◆ **Objective 1**
In the piece on Dane Cook's career, what did Cook major in at college?
◆ **Objective 2**
Carry on the piece on Dane Cook's career from its last sentence.

◆ **Excerpt to read**

****************************************

Back in the noughties, Dane Cook practically ruled the comedy world. The stand-up sold out stadiums, hit the Billboard top five and was all over the burgeoning social media scene. And Hollywood couldn’t get enough of him, either – the comedian made eight films in just four years. All of a sudden, however, the studios stopped calling. And the reasons why may well surprise you.
A Massachusetts native, Cook came into the world in March of 1972. A self-confessed introvert as a child, he finally found his confidence in high school and started performing comedy routines. And in college, though he majored in graphic design, he had already set his sights on a career in stand-up.
After relocating to Los Angeles in 1996, Cook began performing and gaining exposure. But his big break finally came in 1998, when Comedy Central offered him a spot on its comedy showcase series Premium Blend. It was just two years later that Cook landed his own stand-up special.

****************************************

◆ **Data extract**
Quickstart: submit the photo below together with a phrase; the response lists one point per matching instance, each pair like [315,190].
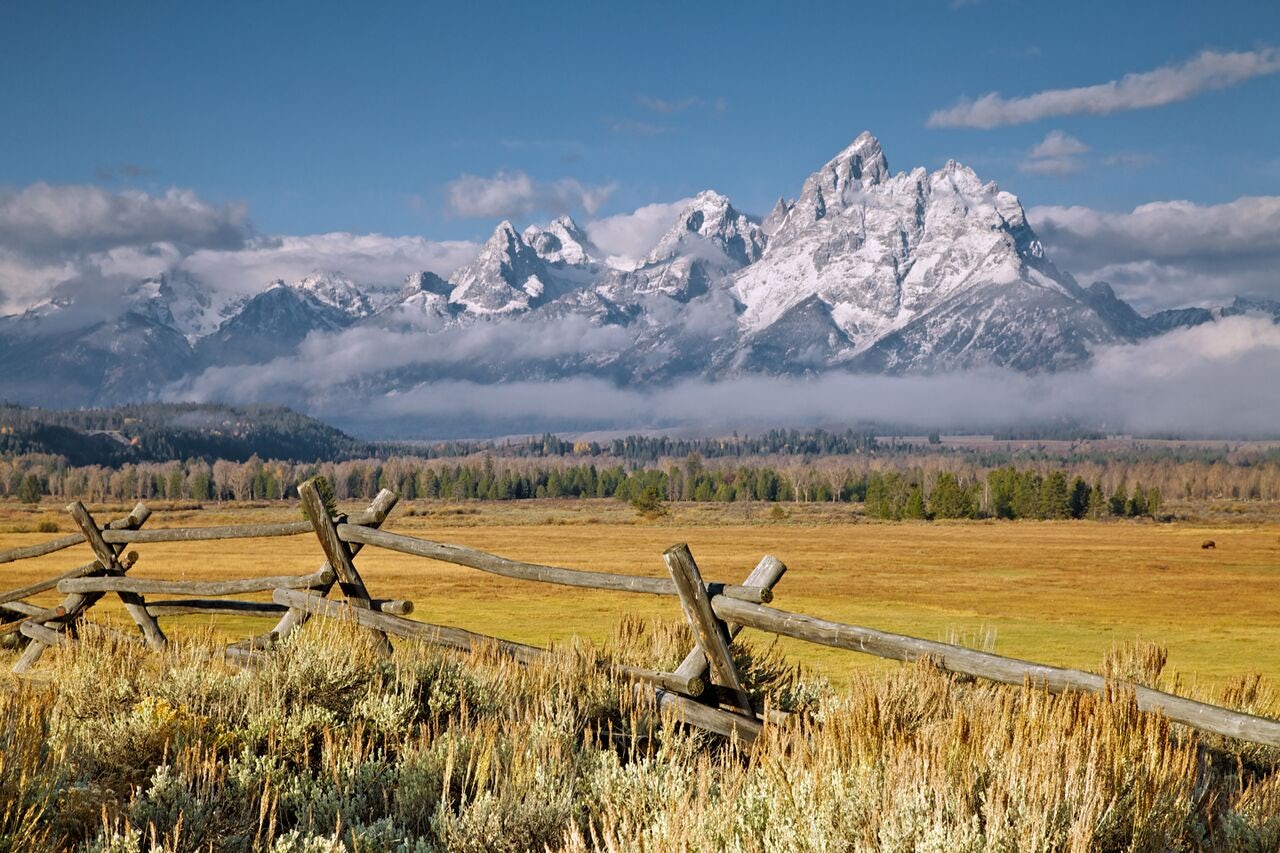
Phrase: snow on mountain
[338,292]
[864,269]
[562,242]
[502,278]
[709,241]
[920,272]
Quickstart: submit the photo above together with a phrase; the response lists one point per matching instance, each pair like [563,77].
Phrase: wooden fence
[705,688]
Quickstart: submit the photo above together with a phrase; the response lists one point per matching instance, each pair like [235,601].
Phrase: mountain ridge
[868,270]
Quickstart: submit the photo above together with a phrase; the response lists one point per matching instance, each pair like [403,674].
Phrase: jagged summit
[562,242]
[506,277]
[337,291]
[915,272]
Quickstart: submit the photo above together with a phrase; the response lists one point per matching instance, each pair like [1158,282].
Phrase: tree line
[904,492]
[1005,493]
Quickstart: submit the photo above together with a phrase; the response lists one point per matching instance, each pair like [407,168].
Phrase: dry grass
[329,748]
[1056,592]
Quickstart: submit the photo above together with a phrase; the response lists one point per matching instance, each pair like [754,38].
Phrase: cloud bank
[629,237]
[513,195]
[1056,154]
[1207,72]
[1211,381]
[1170,254]
[82,236]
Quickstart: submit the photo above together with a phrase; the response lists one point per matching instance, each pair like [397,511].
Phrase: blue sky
[334,117]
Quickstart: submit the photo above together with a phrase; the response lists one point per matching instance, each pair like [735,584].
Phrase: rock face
[920,272]
[507,277]
[864,269]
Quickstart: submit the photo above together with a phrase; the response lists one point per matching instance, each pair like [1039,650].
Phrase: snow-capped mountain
[562,242]
[864,269]
[336,291]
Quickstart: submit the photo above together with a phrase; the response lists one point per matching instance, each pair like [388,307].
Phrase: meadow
[1056,592]
[325,747]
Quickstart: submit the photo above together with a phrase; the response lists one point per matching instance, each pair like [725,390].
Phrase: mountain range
[863,270]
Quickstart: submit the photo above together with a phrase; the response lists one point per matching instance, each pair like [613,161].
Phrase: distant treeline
[161,432]
[1005,493]
[938,487]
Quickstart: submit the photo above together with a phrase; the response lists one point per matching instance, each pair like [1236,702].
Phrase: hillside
[161,432]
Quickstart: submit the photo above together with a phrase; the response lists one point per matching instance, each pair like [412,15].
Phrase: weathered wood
[135,519]
[995,667]
[766,575]
[41,615]
[373,516]
[76,603]
[214,607]
[22,607]
[709,633]
[462,639]
[393,606]
[26,552]
[695,714]
[106,555]
[45,635]
[493,564]
[49,583]
[338,555]
[150,587]
[197,534]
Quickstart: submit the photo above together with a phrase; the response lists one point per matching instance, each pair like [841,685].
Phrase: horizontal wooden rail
[458,638]
[493,564]
[196,534]
[37,632]
[41,615]
[214,607]
[147,587]
[995,667]
[119,532]
[49,583]
[23,607]
[27,552]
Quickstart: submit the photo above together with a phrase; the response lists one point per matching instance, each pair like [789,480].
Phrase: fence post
[77,603]
[709,632]
[106,555]
[338,553]
[766,574]
[295,617]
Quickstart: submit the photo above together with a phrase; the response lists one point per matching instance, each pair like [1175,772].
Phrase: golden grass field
[1061,593]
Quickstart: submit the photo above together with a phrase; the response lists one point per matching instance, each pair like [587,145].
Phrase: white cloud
[667,106]
[1215,381]
[1207,72]
[629,237]
[369,259]
[51,220]
[515,195]
[1056,154]
[1170,252]
[83,235]
[630,127]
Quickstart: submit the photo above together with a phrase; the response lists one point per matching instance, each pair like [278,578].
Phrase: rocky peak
[709,219]
[562,242]
[336,291]
[836,186]
[424,282]
[776,217]
[504,277]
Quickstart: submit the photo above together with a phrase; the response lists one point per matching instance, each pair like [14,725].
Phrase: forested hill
[161,432]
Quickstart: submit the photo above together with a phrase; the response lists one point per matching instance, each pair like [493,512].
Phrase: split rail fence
[705,689]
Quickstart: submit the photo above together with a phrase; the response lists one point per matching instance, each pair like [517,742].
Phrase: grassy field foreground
[1060,593]
[328,747]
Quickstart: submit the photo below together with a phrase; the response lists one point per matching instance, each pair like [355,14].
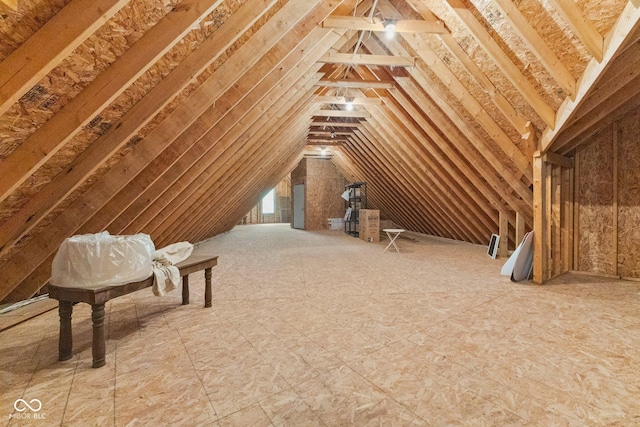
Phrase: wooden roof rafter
[48,47]
[29,215]
[510,70]
[59,130]
[33,271]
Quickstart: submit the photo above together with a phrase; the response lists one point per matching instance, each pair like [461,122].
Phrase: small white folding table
[393,234]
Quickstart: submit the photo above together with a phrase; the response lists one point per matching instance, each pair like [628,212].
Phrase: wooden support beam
[361,23]
[538,46]
[50,45]
[540,238]
[502,61]
[623,30]
[520,228]
[104,89]
[558,160]
[584,29]
[363,59]
[10,4]
[341,113]
[503,245]
[358,84]
[335,124]
[341,100]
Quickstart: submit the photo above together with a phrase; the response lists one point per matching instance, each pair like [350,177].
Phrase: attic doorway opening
[269,202]
[273,206]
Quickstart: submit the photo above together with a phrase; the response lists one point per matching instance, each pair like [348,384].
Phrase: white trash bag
[97,260]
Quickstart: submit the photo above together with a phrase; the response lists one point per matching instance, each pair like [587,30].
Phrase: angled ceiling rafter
[52,136]
[466,99]
[502,61]
[624,30]
[34,270]
[140,114]
[23,69]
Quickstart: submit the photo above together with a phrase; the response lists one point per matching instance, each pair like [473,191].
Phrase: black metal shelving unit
[357,200]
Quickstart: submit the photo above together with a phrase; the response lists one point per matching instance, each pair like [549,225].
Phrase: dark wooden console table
[98,297]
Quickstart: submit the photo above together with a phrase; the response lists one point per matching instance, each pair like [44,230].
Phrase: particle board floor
[319,328]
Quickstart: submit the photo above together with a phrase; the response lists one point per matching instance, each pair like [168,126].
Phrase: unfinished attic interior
[465,118]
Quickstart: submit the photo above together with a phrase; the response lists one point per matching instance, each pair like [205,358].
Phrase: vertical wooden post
[65,342]
[576,212]
[567,219]
[614,232]
[539,228]
[555,211]
[503,245]
[520,224]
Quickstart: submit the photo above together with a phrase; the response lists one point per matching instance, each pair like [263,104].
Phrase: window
[269,203]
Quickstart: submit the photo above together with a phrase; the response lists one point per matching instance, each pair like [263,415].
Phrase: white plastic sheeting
[96,260]
[166,276]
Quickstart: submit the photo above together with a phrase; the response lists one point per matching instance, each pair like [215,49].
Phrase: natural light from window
[269,203]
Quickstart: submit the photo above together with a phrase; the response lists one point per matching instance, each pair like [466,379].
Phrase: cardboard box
[370,225]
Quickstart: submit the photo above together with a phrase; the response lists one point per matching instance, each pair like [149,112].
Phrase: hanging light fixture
[389,27]
[349,103]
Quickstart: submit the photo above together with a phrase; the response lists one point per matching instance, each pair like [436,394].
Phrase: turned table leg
[207,287]
[99,349]
[65,341]
[185,290]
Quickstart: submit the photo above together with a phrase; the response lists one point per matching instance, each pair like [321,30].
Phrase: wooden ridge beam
[341,113]
[102,91]
[538,46]
[78,171]
[48,47]
[357,84]
[9,4]
[336,124]
[412,182]
[364,59]
[342,100]
[361,23]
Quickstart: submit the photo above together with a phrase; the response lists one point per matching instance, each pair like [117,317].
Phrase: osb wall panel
[282,214]
[595,198]
[324,185]
[628,138]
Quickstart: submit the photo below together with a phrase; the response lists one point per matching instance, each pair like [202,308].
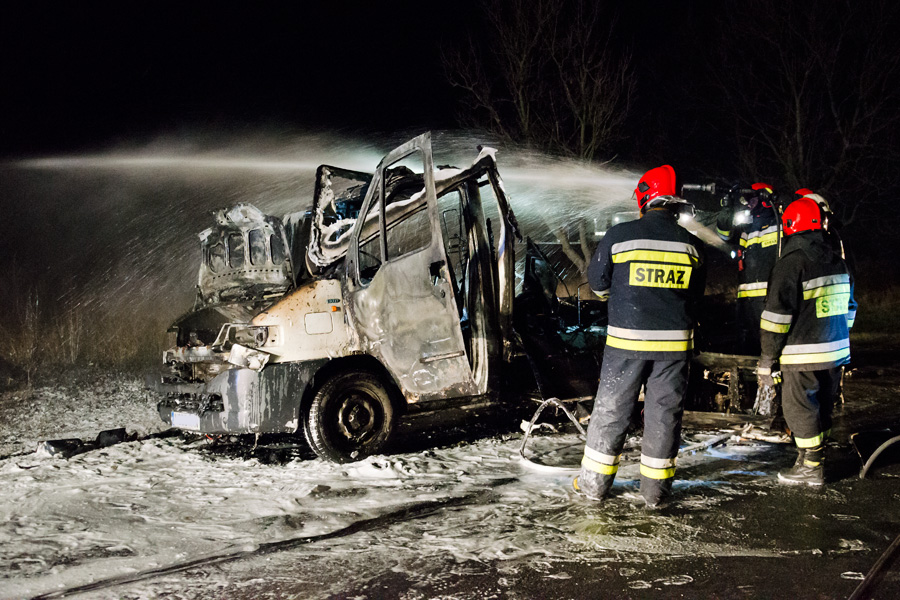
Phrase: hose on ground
[690,449]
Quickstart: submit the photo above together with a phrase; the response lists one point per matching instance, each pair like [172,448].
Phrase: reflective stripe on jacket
[653,274]
[810,306]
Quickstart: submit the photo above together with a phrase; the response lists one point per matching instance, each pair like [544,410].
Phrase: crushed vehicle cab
[396,295]
[393,295]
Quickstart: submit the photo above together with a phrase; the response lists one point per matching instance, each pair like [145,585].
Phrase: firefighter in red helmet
[749,219]
[805,329]
[652,273]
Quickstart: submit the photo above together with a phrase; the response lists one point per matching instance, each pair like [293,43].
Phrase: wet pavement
[453,513]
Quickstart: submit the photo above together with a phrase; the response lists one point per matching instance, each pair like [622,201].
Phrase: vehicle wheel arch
[355,362]
[324,436]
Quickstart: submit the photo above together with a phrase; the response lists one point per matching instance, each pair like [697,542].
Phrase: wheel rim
[357,417]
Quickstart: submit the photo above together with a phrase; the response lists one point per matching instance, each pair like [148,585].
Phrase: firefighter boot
[592,485]
[808,470]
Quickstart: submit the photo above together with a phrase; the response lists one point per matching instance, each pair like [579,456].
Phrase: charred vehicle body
[393,295]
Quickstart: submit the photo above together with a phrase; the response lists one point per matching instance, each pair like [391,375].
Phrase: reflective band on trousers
[775,322]
[751,290]
[657,473]
[650,340]
[657,468]
[810,442]
[807,354]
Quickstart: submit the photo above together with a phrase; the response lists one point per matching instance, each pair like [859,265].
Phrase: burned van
[393,294]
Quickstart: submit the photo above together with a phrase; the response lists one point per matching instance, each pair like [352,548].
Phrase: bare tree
[813,94]
[547,75]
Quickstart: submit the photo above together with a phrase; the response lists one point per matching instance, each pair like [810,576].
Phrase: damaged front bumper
[237,400]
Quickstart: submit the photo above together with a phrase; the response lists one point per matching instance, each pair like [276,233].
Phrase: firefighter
[652,273]
[750,219]
[805,329]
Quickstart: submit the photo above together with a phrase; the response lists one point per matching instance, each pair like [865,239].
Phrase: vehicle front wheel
[350,417]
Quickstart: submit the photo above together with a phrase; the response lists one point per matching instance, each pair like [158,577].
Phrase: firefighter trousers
[665,384]
[808,399]
[749,314]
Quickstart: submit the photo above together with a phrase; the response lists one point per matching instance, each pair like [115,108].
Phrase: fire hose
[582,434]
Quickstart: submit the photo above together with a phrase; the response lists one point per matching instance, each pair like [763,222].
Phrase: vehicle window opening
[277,249]
[409,235]
[257,247]
[235,250]
[217,257]
[370,249]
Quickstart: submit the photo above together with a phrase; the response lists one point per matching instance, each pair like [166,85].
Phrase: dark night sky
[81,73]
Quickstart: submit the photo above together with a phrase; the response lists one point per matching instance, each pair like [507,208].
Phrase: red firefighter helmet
[655,183]
[762,186]
[802,215]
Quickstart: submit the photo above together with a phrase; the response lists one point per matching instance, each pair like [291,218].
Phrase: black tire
[350,417]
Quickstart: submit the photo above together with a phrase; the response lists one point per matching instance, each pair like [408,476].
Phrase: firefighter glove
[767,373]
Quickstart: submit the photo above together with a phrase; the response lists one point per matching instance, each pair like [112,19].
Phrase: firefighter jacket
[652,272]
[810,307]
[758,240]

****************************************

◆ **Exercise answer 1**
Graphic design.

◆ **Exercise answer 2**
From there, Cook’s career went from strength to strength. His debut comedy album Harmful If Swallowed, released in 2003, went platinum. And Cook’s next record, 2005’s Retaliation, was so popular that it entered the top five of the Billboard music chart – a feat no comedian had achieved in nearly 30 years.
By 2007, then, Cook was a pretty big deal. He even performed two sell-out concerts at New York’s Madison Square Garden in a single day; only one other comedian at the time had ever sold out a gig at the venue. Meanwhile, Rolling Stone magazine named Cook their Hot Comic of the year. The world, it seemed, couldn’t get enough of him.
But then it all started to go wrong. Cook himself has since admitted that he saw his fall from fame coming. “I knew that it was going to happen,” he revealed on AOL series Build in 2015. “I told my family a couple of years earlier. [I said,] ‘I’m about to get my ass whipped in the spanking machine, big time.’” And boy, did his ass get whipped.
Specifically, Cook’s downfall, was threefold. For starters, the comedian had found himself the subject of plagiarism rumors for years. In fact, several comics – the now-disgraced Louis C.K. among them – has accused him of joke theft. There were claims that Cook’s Retaliation album, for instance, contains some extremely similar material to that of C.K.’s Live in Houston set, which had been released four years earlier.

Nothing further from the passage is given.